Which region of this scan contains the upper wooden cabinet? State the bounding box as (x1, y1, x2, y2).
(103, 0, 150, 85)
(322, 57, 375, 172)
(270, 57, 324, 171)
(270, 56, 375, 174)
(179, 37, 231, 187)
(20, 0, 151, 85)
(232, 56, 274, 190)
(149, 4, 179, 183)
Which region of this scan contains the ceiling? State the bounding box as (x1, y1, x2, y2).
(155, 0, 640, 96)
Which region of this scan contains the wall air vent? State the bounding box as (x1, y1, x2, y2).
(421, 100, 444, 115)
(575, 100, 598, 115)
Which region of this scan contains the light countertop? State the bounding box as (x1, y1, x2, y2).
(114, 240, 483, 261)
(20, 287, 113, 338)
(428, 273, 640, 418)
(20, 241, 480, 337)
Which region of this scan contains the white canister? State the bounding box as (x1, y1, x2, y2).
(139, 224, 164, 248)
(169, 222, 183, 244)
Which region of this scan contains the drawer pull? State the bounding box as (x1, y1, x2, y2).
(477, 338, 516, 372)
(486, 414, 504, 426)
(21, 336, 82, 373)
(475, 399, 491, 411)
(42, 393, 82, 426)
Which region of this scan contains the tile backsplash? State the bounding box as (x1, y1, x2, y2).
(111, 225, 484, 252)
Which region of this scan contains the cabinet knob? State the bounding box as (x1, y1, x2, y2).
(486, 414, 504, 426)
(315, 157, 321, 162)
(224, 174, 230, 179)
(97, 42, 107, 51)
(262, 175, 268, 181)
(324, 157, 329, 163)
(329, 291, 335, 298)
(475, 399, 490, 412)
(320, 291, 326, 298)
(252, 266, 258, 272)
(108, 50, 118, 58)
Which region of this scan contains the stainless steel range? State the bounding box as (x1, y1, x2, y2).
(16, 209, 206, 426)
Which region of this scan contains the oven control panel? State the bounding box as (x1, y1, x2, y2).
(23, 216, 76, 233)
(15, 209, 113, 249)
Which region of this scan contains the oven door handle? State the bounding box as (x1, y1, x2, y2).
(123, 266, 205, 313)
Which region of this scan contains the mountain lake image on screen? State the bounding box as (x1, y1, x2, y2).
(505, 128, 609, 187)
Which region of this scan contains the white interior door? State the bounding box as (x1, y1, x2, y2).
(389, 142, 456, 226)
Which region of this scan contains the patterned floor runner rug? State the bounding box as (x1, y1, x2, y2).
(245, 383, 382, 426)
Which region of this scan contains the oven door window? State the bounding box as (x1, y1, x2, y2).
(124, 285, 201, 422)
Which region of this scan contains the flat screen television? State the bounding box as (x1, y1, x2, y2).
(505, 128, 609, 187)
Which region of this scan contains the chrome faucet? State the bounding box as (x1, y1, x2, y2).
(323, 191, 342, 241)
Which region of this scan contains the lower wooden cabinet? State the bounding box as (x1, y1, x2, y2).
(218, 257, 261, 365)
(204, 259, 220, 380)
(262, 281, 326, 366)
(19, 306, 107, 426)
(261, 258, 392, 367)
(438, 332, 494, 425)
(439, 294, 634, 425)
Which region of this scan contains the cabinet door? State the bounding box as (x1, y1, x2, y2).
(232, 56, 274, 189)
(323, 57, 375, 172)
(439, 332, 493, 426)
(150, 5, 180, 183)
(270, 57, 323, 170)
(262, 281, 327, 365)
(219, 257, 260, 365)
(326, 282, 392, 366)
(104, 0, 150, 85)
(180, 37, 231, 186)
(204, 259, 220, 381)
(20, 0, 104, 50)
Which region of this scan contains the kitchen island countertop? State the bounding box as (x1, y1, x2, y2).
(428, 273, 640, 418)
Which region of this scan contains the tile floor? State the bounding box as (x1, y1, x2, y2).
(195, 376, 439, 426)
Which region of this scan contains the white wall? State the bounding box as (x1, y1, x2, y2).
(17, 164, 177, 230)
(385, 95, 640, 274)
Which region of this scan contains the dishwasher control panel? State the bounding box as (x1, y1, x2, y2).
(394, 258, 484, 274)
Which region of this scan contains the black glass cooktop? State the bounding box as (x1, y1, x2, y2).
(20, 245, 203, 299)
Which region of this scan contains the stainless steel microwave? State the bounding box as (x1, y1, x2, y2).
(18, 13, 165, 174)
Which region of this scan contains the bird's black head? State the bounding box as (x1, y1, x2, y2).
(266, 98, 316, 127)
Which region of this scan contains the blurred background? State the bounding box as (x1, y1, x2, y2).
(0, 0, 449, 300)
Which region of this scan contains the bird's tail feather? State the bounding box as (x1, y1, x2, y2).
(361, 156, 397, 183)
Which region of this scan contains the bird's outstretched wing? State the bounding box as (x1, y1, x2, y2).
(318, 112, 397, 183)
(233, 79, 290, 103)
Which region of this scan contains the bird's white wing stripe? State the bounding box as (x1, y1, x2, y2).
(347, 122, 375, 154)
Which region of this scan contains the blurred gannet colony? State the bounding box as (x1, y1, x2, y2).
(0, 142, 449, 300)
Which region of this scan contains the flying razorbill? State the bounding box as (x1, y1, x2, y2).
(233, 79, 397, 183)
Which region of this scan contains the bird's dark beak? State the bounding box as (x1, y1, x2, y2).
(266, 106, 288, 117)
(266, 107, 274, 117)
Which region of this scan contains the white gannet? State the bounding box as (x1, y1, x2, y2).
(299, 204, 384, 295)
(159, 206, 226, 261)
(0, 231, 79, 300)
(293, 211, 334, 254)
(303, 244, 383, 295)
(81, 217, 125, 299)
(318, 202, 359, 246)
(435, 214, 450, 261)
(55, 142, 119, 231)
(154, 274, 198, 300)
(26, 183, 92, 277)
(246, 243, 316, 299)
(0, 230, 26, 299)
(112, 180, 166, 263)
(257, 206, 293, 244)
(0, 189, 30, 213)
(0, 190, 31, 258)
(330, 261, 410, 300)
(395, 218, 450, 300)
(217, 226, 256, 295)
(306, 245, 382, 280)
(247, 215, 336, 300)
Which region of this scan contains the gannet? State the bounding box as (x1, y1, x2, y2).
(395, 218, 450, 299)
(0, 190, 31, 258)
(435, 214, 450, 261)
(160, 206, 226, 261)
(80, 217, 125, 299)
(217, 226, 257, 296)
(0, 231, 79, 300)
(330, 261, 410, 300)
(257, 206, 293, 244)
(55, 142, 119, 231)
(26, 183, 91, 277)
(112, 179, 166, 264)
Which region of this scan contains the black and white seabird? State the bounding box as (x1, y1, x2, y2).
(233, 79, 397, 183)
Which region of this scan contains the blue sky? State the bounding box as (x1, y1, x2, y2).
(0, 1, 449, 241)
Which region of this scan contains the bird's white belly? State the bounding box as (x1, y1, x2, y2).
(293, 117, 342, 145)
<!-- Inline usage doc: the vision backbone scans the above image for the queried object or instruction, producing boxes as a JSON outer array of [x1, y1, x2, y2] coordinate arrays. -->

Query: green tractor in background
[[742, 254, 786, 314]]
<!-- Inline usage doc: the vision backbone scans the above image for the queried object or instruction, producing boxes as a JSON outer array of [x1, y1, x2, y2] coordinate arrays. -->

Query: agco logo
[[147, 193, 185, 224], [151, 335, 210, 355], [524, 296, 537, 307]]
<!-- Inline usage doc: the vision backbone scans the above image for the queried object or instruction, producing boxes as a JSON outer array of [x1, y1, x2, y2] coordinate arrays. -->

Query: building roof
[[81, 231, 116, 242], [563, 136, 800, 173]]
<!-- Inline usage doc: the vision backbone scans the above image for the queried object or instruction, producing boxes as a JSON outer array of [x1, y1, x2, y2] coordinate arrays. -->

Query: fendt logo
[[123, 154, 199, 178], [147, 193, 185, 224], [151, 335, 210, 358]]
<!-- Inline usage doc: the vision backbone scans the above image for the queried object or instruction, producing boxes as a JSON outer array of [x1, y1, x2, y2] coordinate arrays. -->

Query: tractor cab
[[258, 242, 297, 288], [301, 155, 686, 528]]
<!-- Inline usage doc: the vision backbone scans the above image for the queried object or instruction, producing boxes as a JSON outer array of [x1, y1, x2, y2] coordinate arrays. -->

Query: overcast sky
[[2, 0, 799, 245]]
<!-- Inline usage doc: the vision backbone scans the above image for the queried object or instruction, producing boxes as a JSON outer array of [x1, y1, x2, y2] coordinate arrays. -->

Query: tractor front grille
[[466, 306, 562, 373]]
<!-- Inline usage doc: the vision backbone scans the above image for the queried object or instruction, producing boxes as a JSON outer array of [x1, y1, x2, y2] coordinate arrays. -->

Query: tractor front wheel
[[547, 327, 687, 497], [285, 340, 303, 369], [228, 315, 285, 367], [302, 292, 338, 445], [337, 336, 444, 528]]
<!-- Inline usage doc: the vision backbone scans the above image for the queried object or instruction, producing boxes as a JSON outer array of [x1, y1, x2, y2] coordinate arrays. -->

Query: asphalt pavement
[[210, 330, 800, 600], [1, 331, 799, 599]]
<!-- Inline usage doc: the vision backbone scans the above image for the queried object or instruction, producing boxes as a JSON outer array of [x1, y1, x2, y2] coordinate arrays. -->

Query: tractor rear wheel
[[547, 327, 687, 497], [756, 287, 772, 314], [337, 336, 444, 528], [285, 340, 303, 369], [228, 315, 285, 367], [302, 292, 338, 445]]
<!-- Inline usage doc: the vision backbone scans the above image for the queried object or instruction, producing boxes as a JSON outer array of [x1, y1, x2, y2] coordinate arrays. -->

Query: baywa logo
────────────────
DESCRIPTION OF THE TASK
What is wanted is an exact repeat of the lines from the one with "Query: tractor front grille" through the last line of the listing above, and no other text.

SOLUTION TO THE PROBLEM
Query: tractor front grille
[[466, 306, 562, 373]]
<!-- Inline usage doc: the vision backbone scans the above image for the queried object or instruction, producing boxes as a JSON outer array of [x1, y1, x2, y2] coordinate arrays. -->

Query: tractor front wheel
[[547, 327, 687, 497], [285, 340, 303, 369], [228, 315, 285, 367], [302, 292, 338, 445], [337, 336, 444, 528]]
<!-- Inline usage doc: the vision backbone scans the above image for the queried object or instruction, producing boxes as a JSON outer array of [x1, y1, x2, y2] coordinate arrays. -->

Query: asphalt pavement
[[210, 330, 800, 600], [1, 331, 799, 599]]
<!-- Inline usage doc: the vision backbone scans the above image for the queried object or instruction, producing boxes as a JSON outer array of [x1, y1, x2, y2] coordinate arrays. -->

Query: tractor rear wheel
[[547, 327, 687, 497], [756, 287, 772, 314], [337, 336, 444, 528], [285, 340, 303, 369], [228, 315, 285, 367], [302, 292, 338, 445]]
<!-- Inline usage doc: the vision backbone scans the above image for the queried object or instruction, producing boxes as a JSON outer array of [x1, y1, x2, y2] coordinate arrays. -->

Query: baywa logo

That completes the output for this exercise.